SELECTED EXTRACT:
Very standard result 1: If you have coequalizers and arbitrary coproducts, then you have all colimits.

Very standard result 2: Presheaves are colimits of representables.

Let $\mathcal{I}$ be a filtered category and $D : \mathcal{I}\to[S^{op},\mathbf{Set}]$. Similarly, let $\mathcal{J}$ be a finite category (i.e. a finite number of arrows) and $D' : \mathcal{J}\to[S^{op},\mathbf{Set}]$. I'll use (co)end syntax for (co)limits because it provides a nice binding syntax, but I'm not actually using any (proper) (co)ends.

DATASET RECORDS:
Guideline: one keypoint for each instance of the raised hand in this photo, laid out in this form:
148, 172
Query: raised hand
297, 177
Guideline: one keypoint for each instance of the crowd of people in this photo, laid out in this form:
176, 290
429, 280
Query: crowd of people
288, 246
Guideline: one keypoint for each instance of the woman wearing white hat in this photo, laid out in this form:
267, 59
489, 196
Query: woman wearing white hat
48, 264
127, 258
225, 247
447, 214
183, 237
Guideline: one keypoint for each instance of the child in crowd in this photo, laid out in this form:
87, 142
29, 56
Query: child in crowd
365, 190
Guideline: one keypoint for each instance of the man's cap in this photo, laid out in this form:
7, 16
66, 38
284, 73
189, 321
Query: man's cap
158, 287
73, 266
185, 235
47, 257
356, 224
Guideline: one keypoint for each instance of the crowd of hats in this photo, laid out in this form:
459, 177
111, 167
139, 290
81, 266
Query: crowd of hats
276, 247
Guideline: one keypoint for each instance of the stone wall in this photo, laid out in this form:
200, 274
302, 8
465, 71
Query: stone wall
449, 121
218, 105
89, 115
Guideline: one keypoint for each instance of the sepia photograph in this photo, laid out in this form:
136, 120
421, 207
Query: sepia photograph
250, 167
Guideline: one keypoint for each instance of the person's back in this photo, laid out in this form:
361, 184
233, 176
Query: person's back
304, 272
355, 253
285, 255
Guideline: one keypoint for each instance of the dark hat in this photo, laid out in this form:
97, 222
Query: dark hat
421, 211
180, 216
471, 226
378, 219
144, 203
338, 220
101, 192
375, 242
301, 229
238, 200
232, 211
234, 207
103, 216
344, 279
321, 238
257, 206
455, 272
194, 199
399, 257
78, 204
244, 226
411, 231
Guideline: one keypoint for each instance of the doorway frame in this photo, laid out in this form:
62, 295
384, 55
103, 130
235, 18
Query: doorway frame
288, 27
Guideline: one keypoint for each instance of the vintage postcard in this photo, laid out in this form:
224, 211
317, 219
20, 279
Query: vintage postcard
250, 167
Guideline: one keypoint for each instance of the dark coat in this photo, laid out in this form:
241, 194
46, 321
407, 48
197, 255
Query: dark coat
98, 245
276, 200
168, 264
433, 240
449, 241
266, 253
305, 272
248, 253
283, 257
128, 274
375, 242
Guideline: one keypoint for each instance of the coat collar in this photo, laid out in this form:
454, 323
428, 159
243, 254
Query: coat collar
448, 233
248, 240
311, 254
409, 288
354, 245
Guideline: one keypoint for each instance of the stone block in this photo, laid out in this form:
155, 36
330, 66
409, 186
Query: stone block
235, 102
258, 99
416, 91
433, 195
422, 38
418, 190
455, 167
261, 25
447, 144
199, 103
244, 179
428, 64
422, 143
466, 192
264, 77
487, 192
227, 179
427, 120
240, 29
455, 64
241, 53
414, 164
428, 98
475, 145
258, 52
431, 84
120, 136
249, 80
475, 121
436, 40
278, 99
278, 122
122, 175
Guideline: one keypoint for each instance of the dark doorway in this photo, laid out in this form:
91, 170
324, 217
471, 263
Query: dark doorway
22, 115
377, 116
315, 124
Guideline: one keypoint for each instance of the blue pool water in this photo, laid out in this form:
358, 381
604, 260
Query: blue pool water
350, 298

EXERCISE TASK:
According to the category theory excerpt, having which two kinds of colimits is enough to have all colimits?

EXERCISE RESULT:
Coequalizers and arbitrary coproducts.